◆ Document excerpt ◆
--------------------------------

President Obama bought some time in his meeting this week with Israeli Prime Minister Benjamin Netanyahu to see if diplomacy and sanctions can pressure Iran to change course. This time would be well spent to build if not a regional consensus for military action, at least broader public acceptance of the need to prevent Iran from building a nuclear weapon. To do that, the administration should draw some lessons from past interventions, lessons to be both followed and avoided.
The first is to recognize that Iran can’t be Libya. U.S. Ambassador to NATO Ivo Daalder and Supreme Allied Commander Europe Admiral James Stavridis termed Libya a “model intervention.” It was, but as we have seen with Syria and most likely with Iran as well, it may be a one-off that will not soon be repeated. The Arab League is not likely to support a military strike against Iran publicly, even though many regional governments will privately welcome such a step. Prospects of a UN Security Council resolution are uncertain. But it will be vital to achieve the strong sense of legitimacy that gave the Libya intervention its strength.
Kosovo is a better model to consider. Russia blocked an authorizing UN Security Council resolution, so the Clinton administration sought authority from NATO to force Serbia out of Kosovo. In the end, former UN Secretary General Kofi Anan called the operation “illegal but legitimate.” Regarding Iran, the IAEA can help validate that Iran’s failure to meet its international obligations and that Iran is moving towards a breakout capability.

--------------------------------

◆ Data records ◆
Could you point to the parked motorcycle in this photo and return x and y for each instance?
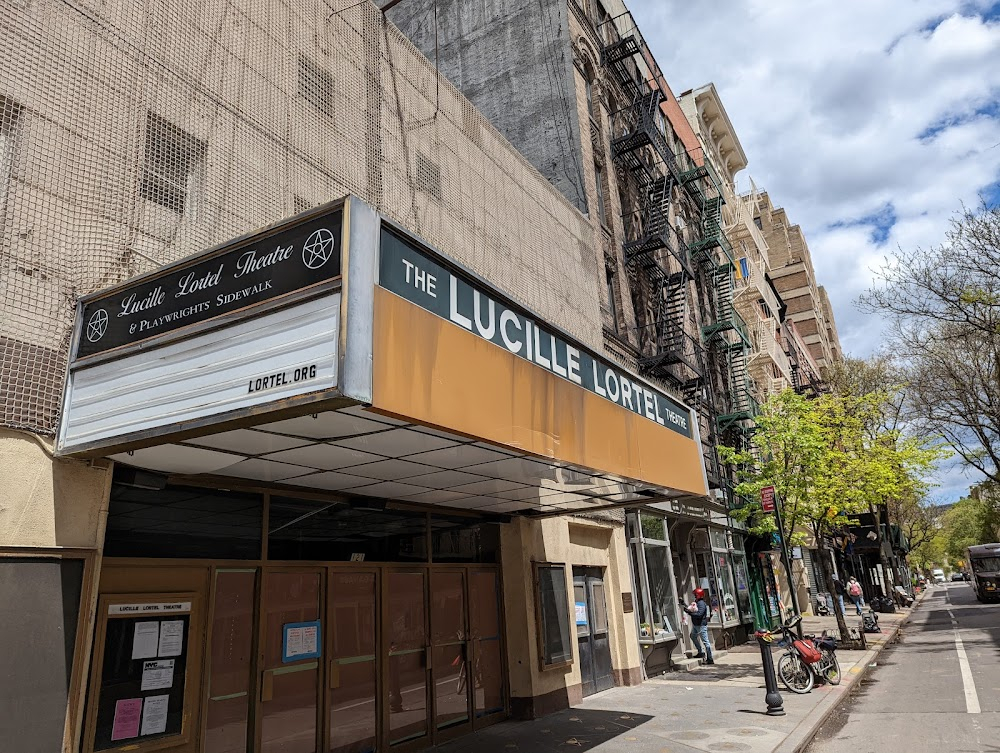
(806, 660)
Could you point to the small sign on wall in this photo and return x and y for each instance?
(300, 640)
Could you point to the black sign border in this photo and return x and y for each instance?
(227, 317)
(472, 278)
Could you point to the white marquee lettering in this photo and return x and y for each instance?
(509, 317)
(459, 319)
(486, 331)
(573, 364)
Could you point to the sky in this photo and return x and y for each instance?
(869, 121)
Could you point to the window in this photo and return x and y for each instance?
(602, 213)
(316, 85)
(742, 581)
(653, 583)
(609, 277)
(727, 594)
(552, 616)
(174, 166)
(10, 115)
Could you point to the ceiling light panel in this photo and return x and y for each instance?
(326, 457)
(264, 470)
(248, 441)
(391, 470)
(396, 443)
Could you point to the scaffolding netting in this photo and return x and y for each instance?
(137, 132)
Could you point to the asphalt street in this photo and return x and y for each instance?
(936, 690)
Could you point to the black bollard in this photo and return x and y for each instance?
(775, 705)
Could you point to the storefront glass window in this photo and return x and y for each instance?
(552, 600)
(655, 595)
(706, 580)
(742, 585)
(182, 521)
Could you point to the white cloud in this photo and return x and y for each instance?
(846, 109)
(849, 111)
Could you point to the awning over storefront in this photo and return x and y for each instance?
(337, 352)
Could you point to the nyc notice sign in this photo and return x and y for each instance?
(767, 499)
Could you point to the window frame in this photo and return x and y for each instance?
(162, 186)
(10, 134)
(711, 555)
(570, 635)
(638, 541)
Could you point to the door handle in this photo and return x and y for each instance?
(267, 685)
(334, 673)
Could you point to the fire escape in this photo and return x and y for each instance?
(677, 272)
(724, 332)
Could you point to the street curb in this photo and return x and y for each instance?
(806, 730)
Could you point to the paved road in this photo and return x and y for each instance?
(936, 691)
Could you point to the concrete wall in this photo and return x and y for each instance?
(514, 62)
(572, 541)
(74, 219)
(46, 502)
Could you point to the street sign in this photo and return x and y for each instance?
(767, 499)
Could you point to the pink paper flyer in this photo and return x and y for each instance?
(128, 713)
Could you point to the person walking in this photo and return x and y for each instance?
(855, 593)
(839, 590)
(700, 614)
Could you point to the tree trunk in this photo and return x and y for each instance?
(889, 572)
(826, 563)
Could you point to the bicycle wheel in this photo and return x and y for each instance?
(831, 667)
(795, 673)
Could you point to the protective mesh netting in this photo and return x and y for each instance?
(135, 132)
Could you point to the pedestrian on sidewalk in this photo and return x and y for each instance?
(700, 614)
(838, 587)
(856, 594)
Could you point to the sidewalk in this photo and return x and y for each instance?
(709, 709)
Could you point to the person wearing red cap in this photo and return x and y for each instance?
(700, 614)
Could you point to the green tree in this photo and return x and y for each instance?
(962, 527)
(829, 460)
(943, 308)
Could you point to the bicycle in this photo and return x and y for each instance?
(806, 660)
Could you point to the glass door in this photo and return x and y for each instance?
(451, 653)
(353, 669)
(405, 648)
(290, 651)
(486, 677)
(233, 620)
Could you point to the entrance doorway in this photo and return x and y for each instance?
(376, 658)
(592, 629)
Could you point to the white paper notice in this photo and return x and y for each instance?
(145, 639)
(157, 675)
(154, 715)
(293, 638)
(310, 642)
(171, 638)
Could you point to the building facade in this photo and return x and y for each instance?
(795, 279)
(597, 117)
(313, 432)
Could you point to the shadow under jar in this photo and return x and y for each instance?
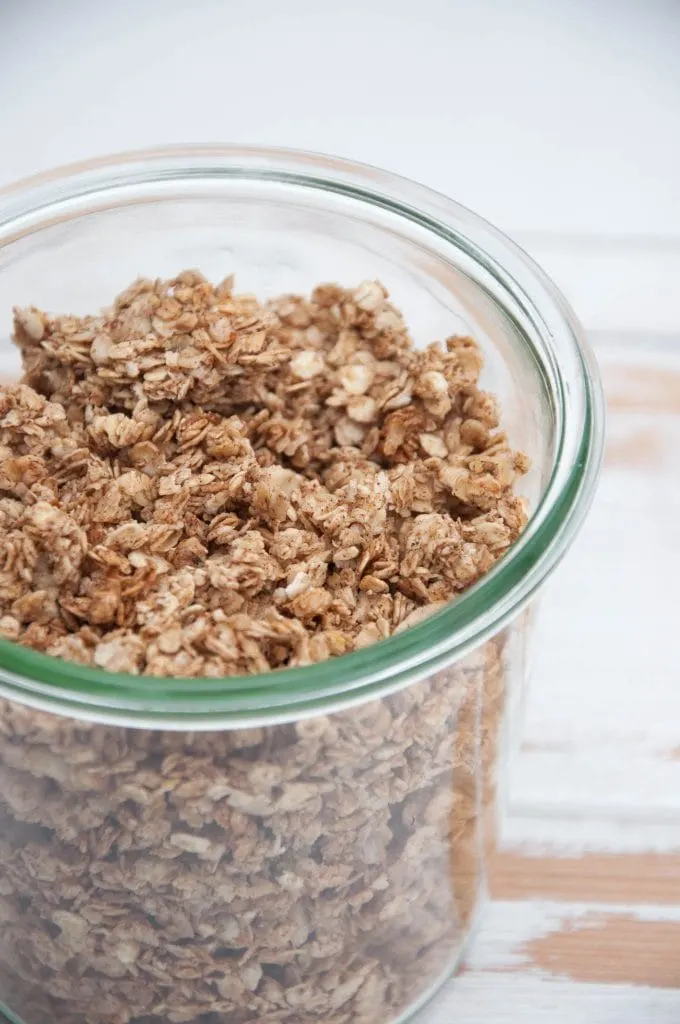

--------------------------------

◆ Task instructions ◆
a – Write out the piece on Iran policy from "President Obama bought" up to and including "followed and avoided.".
b – Continue the piece on Iran policy from its last sentence.
The records are separate material and have no connection to the piece on Iran policy.

◆ Solved problems ◆
a –
President Obama bought some time in his meeting this week with Israeli Prime Minister Benjamin Netanyahu to see if diplomacy and sanctions can pressure Iran to change course. This time would be well spent to build if not a regional consensus for military action, at least broader public acceptance of the need to prevent Iran from building a nuclear weapon. To do that, the administration should draw some lessons from past interventions, lessons to be both followed and avoided.

b –
Military force must be viewed as a last resort to be credible. In upcoming negotiations, the so-called P5+1 must be viewed as the reasonable actor. Recall the power of the last-minute negotiating session in Geneva between Secretary of State James Baker and his Iraqi counterpart Tariq Aziz prior to the First Gulf War. The international community was viewed as going the extra mile to avoid conflict.
That did not happen with the Second Gulf War. The Bush administration put significant pressure on the United Nations to uphold a series of UN Security Council resolutions, and it netted meaningful concessions from Iraq including the reintroduction of UN weapons inspectors. But the United States appeared to the rest of the world to be rushing to war, which ultimately undercut its legitimacy.
More than anything else, patience will be vital as the United States and the international community works through his complex challenge. It needs to build a convincing narrative that Iran poses a clear danger not just to the United States and Israel, but to the region as a whole; that Iran is in fact determined to build a nuclear weapon, not just generate civilian energy; that it is taking action that the Ayatollah himself termed a “sin”; that the international community has patiently attempted to resolve this through diplomacy and sanction; and if necessary military action is necessary and limited.
The President said this week there is too much “loose talk of war.” He was right to quiet the drumbeats for the time being, but now he must lead a sustained and patient dialogue with a newly energized and empowered “street” across the Middle East that military action, while the last resort, may be necessary to resolve this problem once and for all.